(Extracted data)
────

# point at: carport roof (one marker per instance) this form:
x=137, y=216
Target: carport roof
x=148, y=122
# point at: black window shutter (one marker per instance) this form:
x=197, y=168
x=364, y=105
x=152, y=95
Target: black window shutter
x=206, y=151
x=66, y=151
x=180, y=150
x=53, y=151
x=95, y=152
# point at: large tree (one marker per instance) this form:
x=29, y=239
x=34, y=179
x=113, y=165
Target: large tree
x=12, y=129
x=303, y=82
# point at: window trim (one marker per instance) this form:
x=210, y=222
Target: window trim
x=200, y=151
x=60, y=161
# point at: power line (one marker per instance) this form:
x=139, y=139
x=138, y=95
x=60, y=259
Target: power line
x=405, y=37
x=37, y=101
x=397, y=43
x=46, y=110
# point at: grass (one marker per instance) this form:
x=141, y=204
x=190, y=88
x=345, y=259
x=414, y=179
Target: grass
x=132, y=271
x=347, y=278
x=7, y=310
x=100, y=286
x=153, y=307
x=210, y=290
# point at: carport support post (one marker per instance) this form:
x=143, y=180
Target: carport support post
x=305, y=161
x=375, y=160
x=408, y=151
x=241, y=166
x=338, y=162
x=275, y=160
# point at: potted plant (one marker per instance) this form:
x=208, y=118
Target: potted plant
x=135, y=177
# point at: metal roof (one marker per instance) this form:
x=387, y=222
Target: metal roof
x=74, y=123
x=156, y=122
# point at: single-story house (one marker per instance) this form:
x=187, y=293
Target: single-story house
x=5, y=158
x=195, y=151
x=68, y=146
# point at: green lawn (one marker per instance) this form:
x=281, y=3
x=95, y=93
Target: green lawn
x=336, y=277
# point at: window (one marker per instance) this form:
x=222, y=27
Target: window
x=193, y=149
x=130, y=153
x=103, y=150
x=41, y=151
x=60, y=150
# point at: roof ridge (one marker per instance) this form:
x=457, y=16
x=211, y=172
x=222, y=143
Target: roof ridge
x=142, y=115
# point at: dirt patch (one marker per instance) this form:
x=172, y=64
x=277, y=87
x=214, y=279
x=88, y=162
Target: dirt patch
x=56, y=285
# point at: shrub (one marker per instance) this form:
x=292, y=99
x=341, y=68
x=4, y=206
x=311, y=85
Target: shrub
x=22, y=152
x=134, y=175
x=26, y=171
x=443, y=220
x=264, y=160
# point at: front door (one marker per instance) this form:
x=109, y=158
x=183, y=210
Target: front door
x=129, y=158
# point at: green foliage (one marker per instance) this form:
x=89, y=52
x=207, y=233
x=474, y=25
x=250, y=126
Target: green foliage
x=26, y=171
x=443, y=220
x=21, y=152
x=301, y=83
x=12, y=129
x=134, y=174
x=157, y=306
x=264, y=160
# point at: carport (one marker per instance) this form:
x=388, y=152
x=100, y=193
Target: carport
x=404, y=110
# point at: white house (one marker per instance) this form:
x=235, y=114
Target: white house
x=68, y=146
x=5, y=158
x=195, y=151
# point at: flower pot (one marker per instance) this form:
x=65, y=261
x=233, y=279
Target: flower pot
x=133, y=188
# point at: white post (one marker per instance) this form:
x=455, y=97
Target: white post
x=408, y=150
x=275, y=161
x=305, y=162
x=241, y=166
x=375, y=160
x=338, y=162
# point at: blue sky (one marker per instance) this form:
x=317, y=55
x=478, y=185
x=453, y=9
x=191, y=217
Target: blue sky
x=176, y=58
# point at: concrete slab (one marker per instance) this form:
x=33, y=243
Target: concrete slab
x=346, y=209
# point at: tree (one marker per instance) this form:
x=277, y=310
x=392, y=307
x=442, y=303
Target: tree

────

The request
Shift every answer coordinate by adding 121 to both x and y, and write out all the lines again, starting at the beginning of the data and ending at the line that contains "x=95, y=152". Every other line stays as it is.

Output below
# point at: carport roof (one marker per instance) this form:
x=137, y=216
Target: carport roof
x=269, y=243
# point at: black window shutter (one marker per instance) this form:
x=197, y=168
x=364, y=105
x=152, y=95
Target: black window shutter
x=327, y=272
x=187, y=272
x=301, y=271
x=174, y=272
x=216, y=273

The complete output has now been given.